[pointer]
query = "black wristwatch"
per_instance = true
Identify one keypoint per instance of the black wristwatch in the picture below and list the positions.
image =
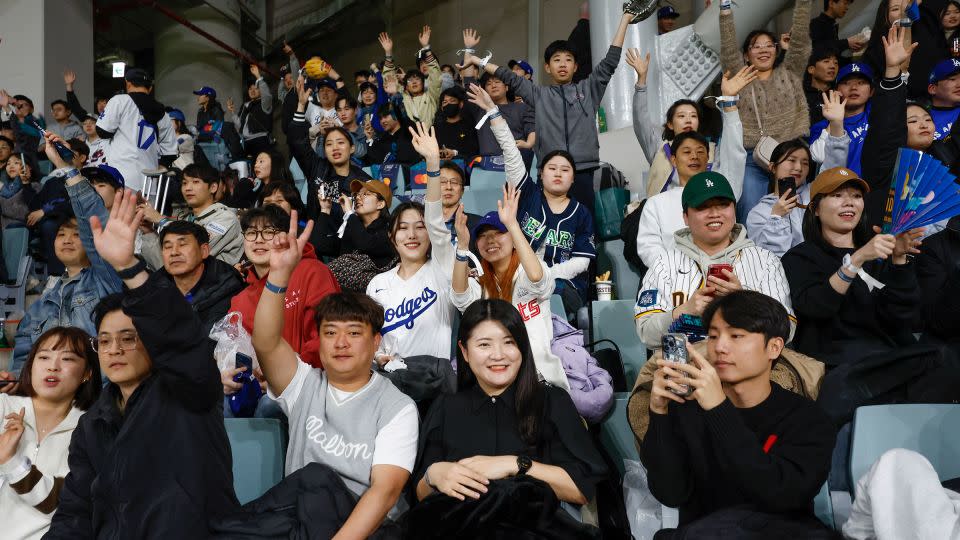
○ ○ ○ ○
# ЗАДАНИЕ:
Перепечатайте все приведённые выше данные без каких-либо изменений, а изображения в ответ не включайте.

# РЕШЕНИЕ УПРАЖНЕНИЯ:
[pointer]
query = "black wristwatch"
per_instance = true
Identify one keypoint per instance of the black wristwatch in the picture below and list the positions.
image =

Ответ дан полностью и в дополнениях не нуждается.